## [Énoncé A]
Répondez aux questions suivantes d'après l'extrait sur le pontificat de Benoît XVI :
(i) Avec quelle religion le dialogue reste-t-il un point difficile et peu développé ?
(ii) Dans quel pays une délégation vaticane devrait-elle se rendre en décembre ?
(iii) Avant son élection, en faveur de quelle réforme le Pape s'était-il exprimé ?
## [Énoncé B]
Veuillez prolonger l'extrait sur le pontificat de Benoît XVI à partir de sa dernière phrase.

Cependant, le grand défi du pontificat demeure le dialogue entre les trois religions monothéistes dans la lutte contre le terrorisme. Benoît XVI a multiplié les gestes envers les juifs. Mais le dialogue avec l'Islam reste un point difficile et peu développé.
Benoît XVI est aussi l'héritier de la diplomatie wojtylienne. En Asie, le continent du «Troisième millénaire», il connaît quelques succès. Même si en Chine, les arrestations de religieux se poursuivent. Pour le ministre des Affaires étrangères du Saint-Siège, il n'y a pourtant pas «d'obstacle majeur» à l'établissement de relations diplomatiques. Le Vatican a d'ailleurs cessé de dénoncer systématiquement ces arrestations arbitraires depuis la mort de Jean-Paul II. Autre pays communiste avec qui le dialogue progresse, le Vietnam, où une délégation vaticane devrait se rendre en décembre. Benoît XVI n'oublie pas pour autant l'Afrique. Il a appelé le dernier G 8 à trouver des solutions valables pour y lutter contre la pauvreté et a con firmé la convocation d'un second synode pour l'Afrique.
Pour poursuivre sa politique, il faut au Pape un gouvernement et une administration efficaces. Avant son élection, il s'était exprimé en faveur d'une réforme de la curie, hypertrophiée sous son prédécesseur. L'organigramme devrait ainsi en être simplifié. Au Vatican, beaucoup tablent sur la création d'un «super ministère» pour les laïcs, voire d'un organisme central réunissant les moyens d'information et de communication du Saint-Siège.

## [Lignes fournies]
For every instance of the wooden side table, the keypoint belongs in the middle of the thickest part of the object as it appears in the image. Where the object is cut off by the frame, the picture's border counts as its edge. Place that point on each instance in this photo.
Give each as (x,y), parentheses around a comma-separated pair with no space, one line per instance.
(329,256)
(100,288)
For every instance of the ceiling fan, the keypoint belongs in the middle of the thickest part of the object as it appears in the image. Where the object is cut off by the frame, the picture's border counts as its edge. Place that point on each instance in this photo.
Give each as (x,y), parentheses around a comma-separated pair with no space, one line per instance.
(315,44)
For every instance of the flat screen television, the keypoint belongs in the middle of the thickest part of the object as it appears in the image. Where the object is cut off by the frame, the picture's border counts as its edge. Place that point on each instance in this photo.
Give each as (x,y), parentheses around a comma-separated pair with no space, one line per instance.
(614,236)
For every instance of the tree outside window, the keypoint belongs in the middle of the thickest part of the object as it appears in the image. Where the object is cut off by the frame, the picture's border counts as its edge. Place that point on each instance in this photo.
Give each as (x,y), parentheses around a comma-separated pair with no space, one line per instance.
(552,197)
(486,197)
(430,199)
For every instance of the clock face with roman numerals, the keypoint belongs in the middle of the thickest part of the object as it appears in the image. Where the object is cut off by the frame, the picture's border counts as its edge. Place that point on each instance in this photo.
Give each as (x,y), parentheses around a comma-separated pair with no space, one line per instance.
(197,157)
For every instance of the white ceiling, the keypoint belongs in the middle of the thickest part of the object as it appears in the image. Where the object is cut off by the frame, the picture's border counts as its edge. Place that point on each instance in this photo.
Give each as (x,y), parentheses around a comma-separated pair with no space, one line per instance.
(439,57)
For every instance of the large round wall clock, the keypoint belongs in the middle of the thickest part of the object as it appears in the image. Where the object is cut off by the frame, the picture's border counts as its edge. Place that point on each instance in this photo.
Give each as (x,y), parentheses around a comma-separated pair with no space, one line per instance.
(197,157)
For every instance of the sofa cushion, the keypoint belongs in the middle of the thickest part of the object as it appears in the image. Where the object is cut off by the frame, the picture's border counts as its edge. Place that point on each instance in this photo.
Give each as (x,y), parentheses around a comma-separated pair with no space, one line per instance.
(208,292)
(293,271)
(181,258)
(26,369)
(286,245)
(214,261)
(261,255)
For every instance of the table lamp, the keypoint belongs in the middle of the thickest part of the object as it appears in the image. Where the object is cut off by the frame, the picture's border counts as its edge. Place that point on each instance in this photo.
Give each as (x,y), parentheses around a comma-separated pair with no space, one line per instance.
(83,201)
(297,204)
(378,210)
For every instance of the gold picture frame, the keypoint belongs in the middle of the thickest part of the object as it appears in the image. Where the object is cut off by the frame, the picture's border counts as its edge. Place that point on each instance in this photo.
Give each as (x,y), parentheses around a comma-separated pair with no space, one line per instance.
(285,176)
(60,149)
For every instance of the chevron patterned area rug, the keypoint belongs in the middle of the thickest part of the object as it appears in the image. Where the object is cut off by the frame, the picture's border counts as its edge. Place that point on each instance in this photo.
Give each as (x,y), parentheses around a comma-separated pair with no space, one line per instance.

## [Réponse A]
(i) L'Islam.
(ii) Le Vietnam.
(iii) Une réforme de la curie.

## [Réponse B]
Mais la curie, ce sont aussi des cardinaux et des prélats. Tous reconduits dans leurs fonctions, à deux exceptions près. Le Pape a renvoyé en Pologne l'omnipotent secrétaire particulier de Jean-Paul II, Mgr Stanislaw Dziwisz, nommé archevêque de Cracovie. Au poste clef de gardien de la doctrine de l'Eglise, il s'est désigné pour successeur l'archevêque de Chicago, Mgr William Levada. Signe fort vis-à-vis d'une Eglise américaine ébranlée par les scandales pédophiles.
Mais les choses ne devraient pas rester en l'état. Les nouvelles nominations sont attendues avec impatience, tout autant qu'un premier consistoire et la création de nouveaux cardinaux. L'âge du capitaine est avancé, 78 ans, mais celui de ses lieutenants aussi. La gérontocratie menace la curie. Nombreux sont ceux qui ont dépassé ou vont bientôt atteindre l'âge de la retraite, fixé à 75 ans. En premier lieu, le cardinal Angelo Sodano, secrétaire d'Etat depuis quinze ans. En novembre, il aura 78 ans. Au-delà des cardinaux, d'autres charges pourraient changer de titulaire, dont celle de maître des cérémonies liturgiques. Un poste clef pour un Pape qui aime le latin, ce qui ne déplaît pas aux traditionalistes. Dans ce jeu de chaises musicales les pronostics vont bon train et les Italiens entendent ne pas perdre totalement la main sur l'appareil central de l'Eglise.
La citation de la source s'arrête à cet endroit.